### Extract
Now to some this admission of the holy Spirit inspired Scripture may not be accepted too enthusiastically. And we understand that attitude. And it
must be hurriedly recognised that this lecturer is not saying that we like the idea. Frankly, if it were up to us Satan would never be given an opportunity to change. We cannot help but feel this way, for we are only human. Nevertheless a change in the nature of the Dark Lord seems to have the approbation of Scripture and we all need to be open to God's revealed Word. On this very point notice that the period of Satan's torment is exactly identical to the length of the reign of the Messiah Yeshua. After Yeshua has abolished all enmity from this universe, he himself abdicates and delivers his kingdom up to his Father, “that God may be ALL and in ALL” (1 Cor 15.20-28). His Messianic reign lasts only “for the aeons of the aeons” (Rev 11.15) -- exactly the period of the duration of Satan's torment.
And there is absolutely no doubt in this lecturer's mind that this knowledge is something the malignant power of evil wants the world to remain in ignorance concerning. Just as he has wanted the world to believe the mythology that he, Satan, is the “morning star” or “star of the dawn” of Isaiah 14 Yeshua replies with all authority and power:
“I Yeshua have sent my angel to testify unto you these things in the assemblies. I am the root and the offspring of David, the bright and morning
star” (Rev 22.16 See also 2.28).
If God as Creative Intelligence is able to convert Satan's nature, how much more is God our Father willing to do so much more for each of us, his Firstfruits?
CONCLUDING COMMENTS: A GLIMPSE OF THE INTENT BEYOND THE WORDS.
We could, perhaps, sum this lesson up in a pertinent quotation from brilliant Jewish theologian Kohler.
He writes, that in the final analysis, “[t]here is [really] no evil before God, since a good purpose is served even by that which appears bad. In the life of the human body pleasure and pain, the impetus to life and its restraint and inhibition form a necessary contrast, making for health; so, in the moral order of the universe, each being who battles with evil receives new strength for the unfolding of the good. The principle of holiness...transforms and ennobles every evil”(K. Kohler, Jewish Theology, 1923, 176).

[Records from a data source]
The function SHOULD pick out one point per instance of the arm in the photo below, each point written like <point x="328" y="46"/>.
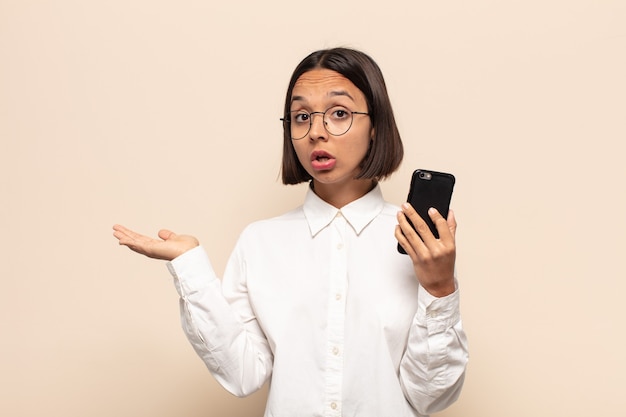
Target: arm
<point x="223" y="332"/>
<point x="433" y="367"/>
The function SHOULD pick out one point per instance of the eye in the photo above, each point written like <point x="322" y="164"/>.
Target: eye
<point x="339" y="113"/>
<point x="300" y="117"/>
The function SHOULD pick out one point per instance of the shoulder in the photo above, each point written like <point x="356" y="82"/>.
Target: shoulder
<point x="276" y="224"/>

### Required tasks
#1 Swap "evil" for "wrong" in the lecture on Satan's nature from "If God as Creative" to "Theology, 1923, 176).", and give that stretch again.
#2 Carry on the lecture on Satan's torment and God's purpose, picking up after its last sentence.
The items can be set aside.

### Answers for each item
#1
If God as Creative Intelligence is able to convert Satan's nature, how much more is God our Father willing to do so much more for each of us, his Firstfruits?
CONCLUDING COMMENTS: A GLIMPSE OF THE INTENT BEYOND THE WORDS.
We could, perhaps, sum this lesson up in a pertinent quotation from brilliant Jewish theologian Kohler.
He writes, that in the final analysis, “[t]here is [really] no wrong before God, since a good purpose is served even by that which appears bad. In the life of the human body pleasure and pain, the impetus to life and its restraint and inhibition form a necessary contrast, making for health; so, in the moral order of the universe, each being who battles with wrong receives new strength for the unfolding of the good. The principle of holiness...transforms and ennobles every wrong”(K. Kohler, Jewish Theology, 1923, 176).

#2
Our Lord is a God of Grace. He is equally a God of Love. If God is Love, and he is, then he can be only the Ground of All Being (which includes the embodiment or being of evil) only in his self-giving Love.It was in his supreme self-giving Love that God emptied himself into his material creation, thus bringing it into a physical form of existence, and by virtue of this materialisation of the energy of God the creation (or, if you will, the creature itself) “fell.” (See Romans 8 again from this perspective.)
This “fall” consists of an existence that is other than spirit. And the quest of man is ever to return to the original state of perfection in
spirit.
It is clearly the case that once we grasp this understanding, by the Grace of God, everything will “fall” into a perspective that will enable us to
throw off the entirety of the negative factors of our lives that hinder us, or hold us back, from our patient race to return to Deity (Heb 12.1,2).
However we may wish to view it, haSatan had to originally have his origin in the divine mind of the sovereign Creator. Along with sin and evil. When God brought forth the Dark Lord in a form of material creation (haSatan is not spirit as God is Spirit!) the Lord had formed, with him, a fundamental partnership.
We cannot have it both ways.
Satan is our enemy, but he is God's instrument, the angel of destruction, the angel of death, the angel of collaboration, the Servant of the Lord: The Lord's “left hand man.” There can be no doubt about it from the biblical revelation: haSatan had a divine origin. For, even God's spittle is divine spittle.
Satan may appear to be God's opposite, but he is God's loyal servant nonetheless.
In summary, explicit opposition conceals implicit unity. This is the origin of Satan and the ultimate destiny of “the angel of light.”